• Source
• • • •

From: Eliezer Yudkowsky (sentience@pobox.com)
Date: Fri Jan 03 1997 - 09:54:19 MST
> And I've just been told that colonizing Venus is impossible.
> Difficult as hell, yes, quite literally. Impossible?
An interesting notion.
1) Can hell be terraformed?
2) If not, what would be required to live there?
This could be a really weird story.
For the classic "lake of sulfer" scenario, you'd need powerful
refrigerators and maybe little cabins floating on the lake. Would there
be any way, with modern technology, to put a research station *beneath*
the lake? For power, we can use the temperature differential between
the lake and the plain of ice in the Ninth Circle.
Would there be any motive for colonizing hell? My copy of *Inferno*
doesn't show much in the way of natural resources.

• • • •

• Information provided
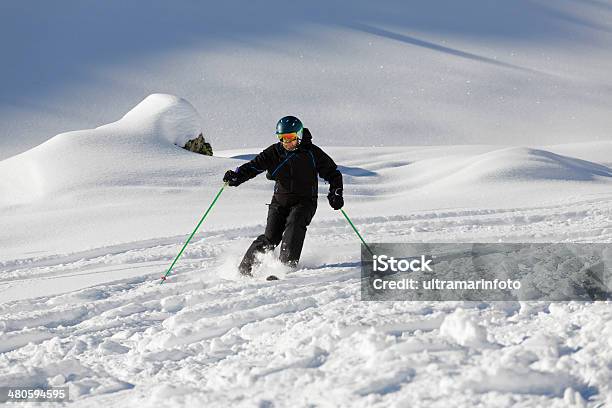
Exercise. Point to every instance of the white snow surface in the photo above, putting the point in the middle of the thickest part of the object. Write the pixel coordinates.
(383, 72)
(91, 220)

• • • •

• What is needed
Write the next part of the message about colonizing hell, starting after its last sentence.

• Result
What would be required to terraform Hell? Since Hell is infinite (?) it
beats a Dyson sphere for living space, and in any case I think that we
should do our best to ensure a happy afterlife even for the morally
challenged. I believe that the flatterers were supposed to be wading
through excrement, so we have plenty of fertilizer. The classic problem
of producing oxygen doesn't apply; what we need is to give Hell a
self-sustaining livable ecology. Are there any plants that put roots
down in molten sulfer? If the sulfer is self-heating, or the plain of
ice is self-cooling, we can drop chunks of ice into the lake - the
question remains; what will live on even cooled sulfur?
The best route might be (in the case of the lake) pump out sulfer,
transmute it to scrith, and build Ringworlds. We can also use it as a
sort of giant combination garbage dump, heat sink, shock absorber, fuel
source, or even momentum absorber (something to push off of). Imagine
the spaceship of the future: A living capsule with a pentagram on the
bottom.
Hell might actually be most useful in terraforming other planets. If we
open a hole in the lake of fertilizer, we could turn dust into soil in a
snap. The plain of ice supplies water, although at a higher
transportation cost (they have to be cut loose, you can't just open a
hole). The lake of boiling blood (for the violent) could supply water
more directly, and even some extra nutrients.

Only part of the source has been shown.